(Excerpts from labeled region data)
************

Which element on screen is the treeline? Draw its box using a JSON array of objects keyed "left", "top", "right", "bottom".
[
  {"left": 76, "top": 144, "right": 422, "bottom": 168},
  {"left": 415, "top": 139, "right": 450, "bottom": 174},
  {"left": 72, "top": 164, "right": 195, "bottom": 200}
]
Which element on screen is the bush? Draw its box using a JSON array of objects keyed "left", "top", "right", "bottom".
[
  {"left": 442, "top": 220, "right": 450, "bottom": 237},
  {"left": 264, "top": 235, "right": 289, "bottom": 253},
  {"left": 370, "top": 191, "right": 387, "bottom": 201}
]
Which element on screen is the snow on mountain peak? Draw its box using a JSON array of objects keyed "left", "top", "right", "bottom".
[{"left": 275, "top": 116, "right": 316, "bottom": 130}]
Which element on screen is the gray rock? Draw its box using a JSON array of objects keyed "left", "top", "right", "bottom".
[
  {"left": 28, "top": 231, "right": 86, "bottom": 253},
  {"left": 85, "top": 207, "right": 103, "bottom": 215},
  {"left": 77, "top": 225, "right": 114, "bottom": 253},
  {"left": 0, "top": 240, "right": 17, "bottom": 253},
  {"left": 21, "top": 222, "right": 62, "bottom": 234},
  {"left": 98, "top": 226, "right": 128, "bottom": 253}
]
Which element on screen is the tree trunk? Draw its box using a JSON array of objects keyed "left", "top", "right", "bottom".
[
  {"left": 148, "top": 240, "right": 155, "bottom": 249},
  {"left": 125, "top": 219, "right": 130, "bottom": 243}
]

************

State only the number of lines in the listing above that contain the string "JSON". Case counts.

5